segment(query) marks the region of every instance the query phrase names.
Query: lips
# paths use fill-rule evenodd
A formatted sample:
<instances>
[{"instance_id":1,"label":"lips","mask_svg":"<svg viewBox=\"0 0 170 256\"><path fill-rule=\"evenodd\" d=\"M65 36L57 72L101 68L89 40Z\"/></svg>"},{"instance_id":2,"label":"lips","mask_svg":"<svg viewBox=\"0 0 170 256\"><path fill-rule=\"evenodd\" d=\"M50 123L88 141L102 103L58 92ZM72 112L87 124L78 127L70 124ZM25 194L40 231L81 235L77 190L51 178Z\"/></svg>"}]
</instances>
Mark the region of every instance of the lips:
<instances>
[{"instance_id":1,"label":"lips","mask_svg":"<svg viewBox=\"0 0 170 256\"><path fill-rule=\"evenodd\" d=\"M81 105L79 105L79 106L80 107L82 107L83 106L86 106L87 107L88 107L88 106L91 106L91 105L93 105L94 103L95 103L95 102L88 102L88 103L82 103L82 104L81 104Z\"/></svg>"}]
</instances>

==============================

### STATED TASK
Every entry should be printed again exactly as it stands.

### CORRECT OUTPUT
segment(query) marks the region of every instance the query phrase names.
Query: lips
# paths use fill-rule evenodd
A formatted sample:
<instances>
[{"instance_id":1,"label":"lips","mask_svg":"<svg viewBox=\"0 0 170 256\"><path fill-rule=\"evenodd\" d=\"M65 36L57 72L101 68L89 40Z\"/></svg>"},{"instance_id":2,"label":"lips","mask_svg":"<svg viewBox=\"0 0 170 256\"><path fill-rule=\"evenodd\" d=\"M50 123L88 141L102 103L58 92ZM72 112L87 124L78 127L70 124ZM25 194L40 231L81 235L77 190L51 178Z\"/></svg>"}]
</instances>
Mark the region of every instance of the lips:
<instances>
[{"instance_id":1,"label":"lips","mask_svg":"<svg viewBox=\"0 0 170 256\"><path fill-rule=\"evenodd\" d=\"M81 105L79 105L79 106L80 107L82 107L83 106L86 106L87 107L88 107L88 106L91 106L91 105L93 105L94 103L95 103L95 102L88 102L88 103L82 103L82 104L81 104Z\"/></svg>"}]
</instances>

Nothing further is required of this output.